■ **DATA RECORDS**
++++++++++++++++++++
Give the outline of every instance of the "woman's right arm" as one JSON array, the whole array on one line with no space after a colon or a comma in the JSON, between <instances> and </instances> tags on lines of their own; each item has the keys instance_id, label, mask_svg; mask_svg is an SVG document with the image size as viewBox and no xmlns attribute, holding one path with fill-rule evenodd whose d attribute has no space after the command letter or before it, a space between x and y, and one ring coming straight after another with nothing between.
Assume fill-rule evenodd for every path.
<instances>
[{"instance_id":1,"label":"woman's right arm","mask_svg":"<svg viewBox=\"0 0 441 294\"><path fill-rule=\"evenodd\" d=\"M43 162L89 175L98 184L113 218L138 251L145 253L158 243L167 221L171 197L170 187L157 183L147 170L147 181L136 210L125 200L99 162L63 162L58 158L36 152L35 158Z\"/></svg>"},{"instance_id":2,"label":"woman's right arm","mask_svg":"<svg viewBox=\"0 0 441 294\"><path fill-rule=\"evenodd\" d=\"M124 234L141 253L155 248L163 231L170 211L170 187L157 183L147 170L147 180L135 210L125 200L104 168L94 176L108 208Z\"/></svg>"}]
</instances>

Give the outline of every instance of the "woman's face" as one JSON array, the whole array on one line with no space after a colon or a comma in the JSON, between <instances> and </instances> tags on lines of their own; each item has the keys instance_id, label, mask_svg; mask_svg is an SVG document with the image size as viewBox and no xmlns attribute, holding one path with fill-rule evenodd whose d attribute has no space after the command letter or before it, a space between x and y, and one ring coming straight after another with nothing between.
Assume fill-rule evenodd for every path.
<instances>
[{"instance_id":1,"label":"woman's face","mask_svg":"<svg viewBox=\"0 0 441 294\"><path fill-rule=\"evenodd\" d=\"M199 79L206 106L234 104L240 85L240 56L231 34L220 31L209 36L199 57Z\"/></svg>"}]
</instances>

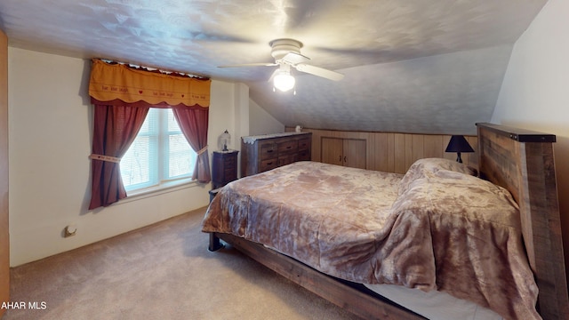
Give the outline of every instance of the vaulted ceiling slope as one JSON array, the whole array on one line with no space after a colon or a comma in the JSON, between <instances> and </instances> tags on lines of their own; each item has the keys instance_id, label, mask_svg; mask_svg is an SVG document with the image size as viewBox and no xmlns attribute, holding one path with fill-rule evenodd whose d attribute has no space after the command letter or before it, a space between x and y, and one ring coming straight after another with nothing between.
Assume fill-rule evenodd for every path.
<instances>
[{"instance_id":1,"label":"vaulted ceiling slope","mask_svg":"<svg viewBox=\"0 0 569 320\"><path fill-rule=\"evenodd\" d=\"M286 125L473 133L488 121L516 40L547 0L2 0L13 47L243 82ZM296 95L274 92L268 43L304 44Z\"/></svg>"}]
</instances>

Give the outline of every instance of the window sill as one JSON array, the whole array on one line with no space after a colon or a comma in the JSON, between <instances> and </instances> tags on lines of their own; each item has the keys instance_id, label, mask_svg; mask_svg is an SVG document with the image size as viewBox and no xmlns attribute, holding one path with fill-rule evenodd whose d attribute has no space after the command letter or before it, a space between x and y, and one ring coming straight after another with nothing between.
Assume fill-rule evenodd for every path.
<instances>
[{"instance_id":1,"label":"window sill","mask_svg":"<svg viewBox=\"0 0 569 320\"><path fill-rule=\"evenodd\" d=\"M193 180L189 178L180 179L175 181L163 183L158 186L127 191L126 197L119 201L118 204L125 204L131 201L144 199L147 197L160 196L188 188L197 187L200 184L196 180Z\"/></svg>"}]
</instances>

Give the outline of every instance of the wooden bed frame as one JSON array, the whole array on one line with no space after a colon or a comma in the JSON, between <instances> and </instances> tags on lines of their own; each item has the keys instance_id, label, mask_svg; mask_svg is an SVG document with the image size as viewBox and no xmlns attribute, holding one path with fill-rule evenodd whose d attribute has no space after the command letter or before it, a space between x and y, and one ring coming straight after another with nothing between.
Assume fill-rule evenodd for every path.
<instances>
[{"instance_id":1,"label":"wooden bed frame","mask_svg":"<svg viewBox=\"0 0 569 320\"><path fill-rule=\"evenodd\" d=\"M520 207L529 262L540 289L538 311L545 320L569 319L552 143L556 136L492 124L477 124L481 177L510 191ZM423 319L366 290L326 276L294 259L231 235L211 234L309 291L365 319Z\"/></svg>"}]
</instances>

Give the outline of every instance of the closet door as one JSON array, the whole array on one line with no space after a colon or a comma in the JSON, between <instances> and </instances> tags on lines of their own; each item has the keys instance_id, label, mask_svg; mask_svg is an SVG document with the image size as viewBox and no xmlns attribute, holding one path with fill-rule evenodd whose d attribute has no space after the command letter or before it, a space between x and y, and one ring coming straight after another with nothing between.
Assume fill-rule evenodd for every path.
<instances>
[{"instance_id":1,"label":"closet door","mask_svg":"<svg viewBox=\"0 0 569 320\"><path fill-rule=\"evenodd\" d=\"M366 141L363 139L322 137L322 157L325 164L366 168Z\"/></svg>"},{"instance_id":2,"label":"closet door","mask_svg":"<svg viewBox=\"0 0 569 320\"><path fill-rule=\"evenodd\" d=\"M344 165L365 169L366 143L360 139L344 139Z\"/></svg>"},{"instance_id":3,"label":"closet door","mask_svg":"<svg viewBox=\"0 0 569 320\"><path fill-rule=\"evenodd\" d=\"M343 165L343 139L322 137L321 161L325 164Z\"/></svg>"},{"instance_id":4,"label":"closet door","mask_svg":"<svg viewBox=\"0 0 569 320\"><path fill-rule=\"evenodd\" d=\"M8 38L0 30L0 304L10 300L8 230Z\"/></svg>"}]
</instances>

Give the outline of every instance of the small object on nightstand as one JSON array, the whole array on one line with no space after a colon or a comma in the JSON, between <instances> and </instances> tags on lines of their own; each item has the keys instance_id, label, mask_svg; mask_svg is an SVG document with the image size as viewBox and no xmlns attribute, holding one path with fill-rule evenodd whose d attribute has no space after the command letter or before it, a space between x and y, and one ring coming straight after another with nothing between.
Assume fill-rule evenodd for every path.
<instances>
[{"instance_id":1,"label":"small object on nightstand","mask_svg":"<svg viewBox=\"0 0 569 320\"><path fill-rule=\"evenodd\" d=\"M228 146L231 143L231 135L226 130L223 133L220 135L219 139L219 148L220 151L229 151L228 149Z\"/></svg>"},{"instance_id":2,"label":"small object on nightstand","mask_svg":"<svg viewBox=\"0 0 569 320\"><path fill-rule=\"evenodd\" d=\"M470 147L470 144L466 140L464 136L453 135L451 137L451 140L448 142L445 152L456 152L456 162L461 164L462 158L461 157L461 152L474 152L474 149Z\"/></svg>"},{"instance_id":3,"label":"small object on nightstand","mask_svg":"<svg viewBox=\"0 0 569 320\"><path fill-rule=\"evenodd\" d=\"M216 189L237 180L237 150L213 151L212 188Z\"/></svg>"}]
</instances>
++++++++++++++++++++
■ **YOUR GOAL**
Reproduce every line exactly and omit all pictures.

■ **RESULT**
Give the outline of every instance of the "woman's right arm" as one JSON array, the whole array on one line with no space after a colon or a comma in the JSON, between <instances> and </instances> tags on lines of their own; each item has the keys instance_id, label, mask_svg; mask_svg is an SVG document with the image size as viewBox and no xmlns attribute, holding one path with fill-rule evenodd whose d attribute has no space after the command letter or before it, a space between x and y, and one ring coming straight after another with nothing between.
Assume fill-rule evenodd for every path.
<instances>
[{"instance_id":1,"label":"woman's right arm","mask_svg":"<svg viewBox=\"0 0 441 294\"><path fill-rule=\"evenodd\" d=\"M43 162L89 175L98 184L113 218L138 251L145 253L158 243L167 221L171 197L170 187L157 183L147 170L147 181L136 210L125 200L99 162L63 162L58 158L36 152L35 158Z\"/></svg>"},{"instance_id":2,"label":"woman's right arm","mask_svg":"<svg viewBox=\"0 0 441 294\"><path fill-rule=\"evenodd\" d=\"M124 234L141 253L155 248L163 231L170 211L170 187L157 183L147 170L147 180L135 210L125 200L104 168L94 176L108 208Z\"/></svg>"}]
</instances>

Give the outline of every instance of the "woman's face" as one JSON array, the whole array on one line with no space after a colon or a comma in the JSON, between <instances> and </instances> tags on lines of their own; each item has the keys instance_id, label, mask_svg; mask_svg is an SVG document with the image size as viewBox and no xmlns attribute, holding one path with fill-rule evenodd whose d attribute has no space after the command letter or before it, a space between x and y, and one ring coming straight after another with nothing between.
Assume fill-rule evenodd for every path.
<instances>
[{"instance_id":1,"label":"woman's face","mask_svg":"<svg viewBox=\"0 0 441 294\"><path fill-rule=\"evenodd\" d=\"M199 79L206 106L234 104L240 85L240 56L231 34L220 31L209 36L199 57Z\"/></svg>"}]
</instances>

Give the outline of every instance of the vaulted ceiling slope as one JSON array, the whole array on one line with no space after a colon or a comma in the JSON, between <instances> and </instances> tags on lines of their own; each item has the keys instance_id, label, mask_svg; mask_svg is an SVG document with the image size as viewBox and no xmlns attribute, holding one path with fill-rule evenodd whose d attribute has no space after the command letter or before it, a space between x and y, and one ring coming straight after another with nothing between.
Assume fill-rule evenodd for every path.
<instances>
[{"instance_id":1,"label":"vaulted ceiling slope","mask_svg":"<svg viewBox=\"0 0 569 320\"><path fill-rule=\"evenodd\" d=\"M286 125L473 133L488 121L516 40L547 0L2 0L13 47L243 82ZM296 95L274 92L268 43L304 44Z\"/></svg>"}]
</instances>

Give the outline of every instance of the window sill as one JSON array, the whole array on one line with no space after a colon or a comma in the JSON, between <instances> and </instances> tags on lines of their own; each item has the keys instance_id, label, mask_svg; mask_svg is an SVG document with the image size as viewBox and no xmlns attribute, holding one path with fill-rule evenodd whose d attribute has no space after the command letter or before it, a space between x and y, and one ring coming straight after another with nothing between.
Assume fill-rule evenodd for every path.
<instances>
[{"instance_id":1,"label":"window sill","mask_svg":"<svg viewBox=\"0 0 569 320\"><path fill-rule=\"evenodd\" d=\"M193 180L189 178L180 179L175 181L163 183L158 186L127 191L126 197L119 201L118 204L125 204L131 201L144 199L147 197L160 196L188 188L197 187L200 184L196 180Z\"/></svg>"}]
</instances>

Give the outline of every instance of the wooden bed frame as one JSON array, the whole array on one line with no space after a colon or a comma in the JSON, between <instances> and </instances> tags on lines of their own; each item has the keys instance_id, label, mask_svg; mask_svg is an SVG document with the image size as viewBox and no xmlns attribute, holding one path with fill-rule evenodd whose d attribute has no space after the command letter or before it, a space between x and y, and one ring coming straight after another with nothing between.
Assume fill-rule evenodd for every path.
<instances>
[{"instance_id":1,"label":"wooden bed frame","mask_svg":"<svg viewBox=\"0 0 569 320\"><path fill-rule=\"evenodd\" d=\"M520 207L529 262L540 289L538 311L545 320L569 319L552 143L556 136L492 124L477 124L481 177L510 191ZM423 319L366 290L326 276L294 259L231 235L211 234L309 291L365 319Z\"/></svg>"}]
</instances>

Give the outline of every instance of the closet door as one JSON array, the whole array on one line with no space after a colon or a comma in the JSON, between <instances> and </instances> tags on lines of their own; each item has the keys instance_id, label, mask_svg; mask_svg is an SVG document with the image size as viewBox and no xmlns attribute, holding one path with fill-rule evenodd whose d attribute has no space after the command letter or before it, a space between x and y, and one ring coming straight after another with nothing between.
Assume fill-rule evenodd for every path.
<instances>
[{"instance_id":1,"label":"closet door","mask_svg":"<svg viewBox=\"0 0 569 320\"><path fill-rule=\"evenodd\" d=\"M366 141L363 139L322 137L322 157L325 164L366 168Z\"/></svg>"},{"instance_id":2,"label":"closet door","mask_svg":"<svg viewBox=\"0 0 569 320\"><path fill-rule=\"evenodd\" d=\"M344 165L365 169L366 143L360 139L344 139Z\"/></svg>"},{"instance_id":3,"label":"closet door","mask_svg":"<svg viewBox=\"0 0 569 320\"><path fill-rule=\"evenodd\" d=\"M343 165L343 139L322 137L321 161L325 164Z\"/></svg>"},{"instance_id":4,"label":"closet door","mask_svg":"<svg viewBox=\"0 0 569 320\"><path fill-rule=\"evenodd\" d=\"M8 38L0 30L0 304L10 300L8 230Z\"/></svg>"}]
</instances>

Give the outline of every instance of the small object on nightstand as one JSON array, the whole array on one line with no space after a colon or a comma in the JSON, between <instances> and </instances> tags on lines of their own; each item has the keys instance_id, label, mask_svg; mask_svg is an SVG document with the image size as viewBox and no xmlns attribute, holding one path with fill-rule evenodd whose d attribute has no space after the command letter or before it, a space between x and y, and one ring coming straight after another with nothing between.
Assume fill-rule evenodd for every path.
<instances>
[{"instance_id":1,"label":"small object on nightstand","mask_svg":"<svg viewBox=\"0 0 569 320\"><path fill-rule=\"evenodd\" d=\"M228 146L231 143L231 135L226 130L223 133L220 135L219 139L219 148L220 151L229 151L228 149Z\"/></svg>"},{"instance_id":2,"label":"small object on nightstand","mask_svg":"<svg viewBox=\"0 0 569 320\"><path fill-rule=\"evenodd\" d=\"M470 147L470 144L466 140L464 136L453 135L451 137L451 140L448 142L445 152L456 152L456 162L461 164L462 158L461 157L461 152L474 152L474 149Z\"/></svg>"},{"instance_id":3,"label":"small object on nightstand","mask_svg":"<svg viewBox=\"0 0 569 320\"><path fill-rule=\"evenodd\" d=\"M216 189L237 180L237 150L213 151L212 188Z\"/></svg>"}]
</instances>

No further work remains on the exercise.